* Exercise details
In the material below, take the part that opens with the line containing "Each instance of the green leaf" and runs to the end of the material. Format those lines as a numbered list and leave out any blank lines.

*** Task input

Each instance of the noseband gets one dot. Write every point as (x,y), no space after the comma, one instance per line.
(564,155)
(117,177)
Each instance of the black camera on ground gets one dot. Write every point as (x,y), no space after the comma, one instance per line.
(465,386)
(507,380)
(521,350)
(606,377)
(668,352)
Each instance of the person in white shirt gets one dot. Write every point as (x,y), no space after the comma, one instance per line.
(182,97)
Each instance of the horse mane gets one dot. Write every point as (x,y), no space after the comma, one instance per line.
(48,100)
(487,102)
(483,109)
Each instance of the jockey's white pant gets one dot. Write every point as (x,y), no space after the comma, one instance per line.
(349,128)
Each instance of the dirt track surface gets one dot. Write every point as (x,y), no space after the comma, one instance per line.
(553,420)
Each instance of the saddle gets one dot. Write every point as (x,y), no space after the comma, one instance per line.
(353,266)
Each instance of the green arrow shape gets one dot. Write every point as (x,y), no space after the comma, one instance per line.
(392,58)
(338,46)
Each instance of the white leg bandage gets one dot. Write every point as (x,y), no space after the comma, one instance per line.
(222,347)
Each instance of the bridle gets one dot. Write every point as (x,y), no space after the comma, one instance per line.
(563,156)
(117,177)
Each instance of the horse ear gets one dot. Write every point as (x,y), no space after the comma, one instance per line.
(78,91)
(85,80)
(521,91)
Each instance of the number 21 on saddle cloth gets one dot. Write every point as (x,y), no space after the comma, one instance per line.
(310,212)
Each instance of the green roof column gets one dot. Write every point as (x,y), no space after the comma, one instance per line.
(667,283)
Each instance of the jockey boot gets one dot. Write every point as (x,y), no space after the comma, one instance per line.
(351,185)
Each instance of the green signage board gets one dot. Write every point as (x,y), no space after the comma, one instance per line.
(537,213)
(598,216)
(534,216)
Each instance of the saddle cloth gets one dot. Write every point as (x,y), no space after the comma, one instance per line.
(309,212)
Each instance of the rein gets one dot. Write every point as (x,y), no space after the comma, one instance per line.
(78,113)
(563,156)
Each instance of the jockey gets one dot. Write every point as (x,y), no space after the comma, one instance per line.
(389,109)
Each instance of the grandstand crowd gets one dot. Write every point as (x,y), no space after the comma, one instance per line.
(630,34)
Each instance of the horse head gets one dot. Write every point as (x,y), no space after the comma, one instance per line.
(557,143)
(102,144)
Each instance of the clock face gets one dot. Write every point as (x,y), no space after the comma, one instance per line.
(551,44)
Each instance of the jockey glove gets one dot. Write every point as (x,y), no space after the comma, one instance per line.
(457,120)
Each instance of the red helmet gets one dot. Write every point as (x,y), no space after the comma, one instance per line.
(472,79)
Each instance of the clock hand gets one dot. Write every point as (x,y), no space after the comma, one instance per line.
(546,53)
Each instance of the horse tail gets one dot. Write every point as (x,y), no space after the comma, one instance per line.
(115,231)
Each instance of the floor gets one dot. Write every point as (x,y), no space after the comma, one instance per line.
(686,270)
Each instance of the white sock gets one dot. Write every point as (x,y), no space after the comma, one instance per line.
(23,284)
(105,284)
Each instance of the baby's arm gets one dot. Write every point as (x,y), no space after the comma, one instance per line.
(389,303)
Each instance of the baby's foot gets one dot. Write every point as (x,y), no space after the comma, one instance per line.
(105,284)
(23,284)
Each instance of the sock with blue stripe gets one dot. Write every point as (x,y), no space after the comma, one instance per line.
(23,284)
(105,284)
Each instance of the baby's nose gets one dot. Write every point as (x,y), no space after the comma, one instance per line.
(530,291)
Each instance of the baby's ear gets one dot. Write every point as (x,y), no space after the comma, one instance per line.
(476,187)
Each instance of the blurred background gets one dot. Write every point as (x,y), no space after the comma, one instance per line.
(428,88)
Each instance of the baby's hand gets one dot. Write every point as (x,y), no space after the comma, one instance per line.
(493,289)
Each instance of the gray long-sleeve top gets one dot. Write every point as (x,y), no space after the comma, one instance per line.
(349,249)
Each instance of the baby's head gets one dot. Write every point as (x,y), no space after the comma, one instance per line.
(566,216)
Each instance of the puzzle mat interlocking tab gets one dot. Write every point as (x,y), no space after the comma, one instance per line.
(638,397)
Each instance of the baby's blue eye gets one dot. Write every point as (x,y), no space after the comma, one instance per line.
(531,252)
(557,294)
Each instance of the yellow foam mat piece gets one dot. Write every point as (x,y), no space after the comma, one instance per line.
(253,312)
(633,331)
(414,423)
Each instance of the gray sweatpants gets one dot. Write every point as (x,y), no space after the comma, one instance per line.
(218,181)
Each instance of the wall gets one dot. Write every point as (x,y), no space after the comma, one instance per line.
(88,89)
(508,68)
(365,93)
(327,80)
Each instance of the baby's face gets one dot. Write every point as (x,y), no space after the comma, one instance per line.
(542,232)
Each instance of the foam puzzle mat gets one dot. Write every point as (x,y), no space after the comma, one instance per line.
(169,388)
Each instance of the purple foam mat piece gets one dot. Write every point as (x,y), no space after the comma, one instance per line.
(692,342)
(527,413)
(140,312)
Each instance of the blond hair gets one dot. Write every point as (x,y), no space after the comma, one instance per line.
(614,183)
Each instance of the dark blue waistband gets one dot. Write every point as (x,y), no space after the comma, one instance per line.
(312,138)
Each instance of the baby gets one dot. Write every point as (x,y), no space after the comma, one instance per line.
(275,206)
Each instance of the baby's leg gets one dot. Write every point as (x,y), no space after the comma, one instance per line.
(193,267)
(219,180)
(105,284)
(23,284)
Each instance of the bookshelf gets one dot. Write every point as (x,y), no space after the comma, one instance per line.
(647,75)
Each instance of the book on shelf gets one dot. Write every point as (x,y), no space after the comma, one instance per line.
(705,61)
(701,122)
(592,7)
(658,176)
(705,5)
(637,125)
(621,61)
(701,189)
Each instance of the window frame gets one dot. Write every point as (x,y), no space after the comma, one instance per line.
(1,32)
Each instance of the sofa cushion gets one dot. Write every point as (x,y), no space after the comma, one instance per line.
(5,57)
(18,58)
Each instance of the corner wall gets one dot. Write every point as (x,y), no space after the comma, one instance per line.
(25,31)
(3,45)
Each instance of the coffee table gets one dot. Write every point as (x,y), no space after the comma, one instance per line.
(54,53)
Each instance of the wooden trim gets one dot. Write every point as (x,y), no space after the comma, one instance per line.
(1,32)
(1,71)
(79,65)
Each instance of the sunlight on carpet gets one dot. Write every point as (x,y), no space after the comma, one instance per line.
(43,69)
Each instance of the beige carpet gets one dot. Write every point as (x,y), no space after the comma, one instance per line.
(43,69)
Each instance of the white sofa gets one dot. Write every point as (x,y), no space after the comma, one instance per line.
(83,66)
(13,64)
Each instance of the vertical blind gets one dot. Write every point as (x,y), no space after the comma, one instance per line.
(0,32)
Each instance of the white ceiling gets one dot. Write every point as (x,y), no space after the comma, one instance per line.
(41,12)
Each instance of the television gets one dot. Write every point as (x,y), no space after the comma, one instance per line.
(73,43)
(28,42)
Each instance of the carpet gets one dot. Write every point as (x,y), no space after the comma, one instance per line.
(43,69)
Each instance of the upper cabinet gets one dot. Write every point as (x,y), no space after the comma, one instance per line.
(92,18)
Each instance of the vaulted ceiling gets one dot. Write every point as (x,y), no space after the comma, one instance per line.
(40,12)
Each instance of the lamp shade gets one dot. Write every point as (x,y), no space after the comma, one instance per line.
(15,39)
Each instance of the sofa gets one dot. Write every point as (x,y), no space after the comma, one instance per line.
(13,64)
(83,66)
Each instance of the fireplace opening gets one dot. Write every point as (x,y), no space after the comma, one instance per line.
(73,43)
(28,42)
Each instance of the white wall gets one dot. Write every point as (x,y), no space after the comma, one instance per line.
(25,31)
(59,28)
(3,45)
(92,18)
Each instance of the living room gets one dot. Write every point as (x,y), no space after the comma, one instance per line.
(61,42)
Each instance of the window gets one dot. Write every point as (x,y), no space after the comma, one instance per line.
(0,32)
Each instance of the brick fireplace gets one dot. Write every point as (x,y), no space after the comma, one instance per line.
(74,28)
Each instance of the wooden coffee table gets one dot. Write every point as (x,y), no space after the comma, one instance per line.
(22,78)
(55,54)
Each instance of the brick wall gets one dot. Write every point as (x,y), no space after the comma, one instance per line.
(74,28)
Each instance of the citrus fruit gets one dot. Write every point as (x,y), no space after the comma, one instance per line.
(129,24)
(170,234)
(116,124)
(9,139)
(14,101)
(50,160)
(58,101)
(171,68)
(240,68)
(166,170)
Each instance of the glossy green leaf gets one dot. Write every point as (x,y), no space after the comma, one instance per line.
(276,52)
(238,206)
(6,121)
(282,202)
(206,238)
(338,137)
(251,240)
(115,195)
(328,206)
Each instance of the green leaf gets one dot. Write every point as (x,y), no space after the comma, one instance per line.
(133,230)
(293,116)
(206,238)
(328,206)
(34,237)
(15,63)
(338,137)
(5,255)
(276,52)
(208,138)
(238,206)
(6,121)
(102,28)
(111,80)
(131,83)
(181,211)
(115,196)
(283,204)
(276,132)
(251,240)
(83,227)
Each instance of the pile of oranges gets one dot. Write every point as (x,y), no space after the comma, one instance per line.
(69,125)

******

* Exercise answer
1. Each instance of the green leaf gets one dot. Write every point as (x,y), no space after the comma, one instance per line.
2. (133,230)
3. (293,116)
4. (206,238)
5. (328,206)
6. (34,237)
7. (15,63)
8. (338,137)
9. (5,255)
10. (276,52)
11. (208,138)
12. (238,206)
13. (6,121)
14. (102,28)
15. (111,80)
16. (131,83)
17. (181,211)
18. (115,196)
19. (283,204)
20. (276,132)
21. (251,240)
22. (83,227)
23. Each instance of the pile of oranges gets one dot. Write every point as (x,y), no space after the comma, one instance per line.
24. (69,125)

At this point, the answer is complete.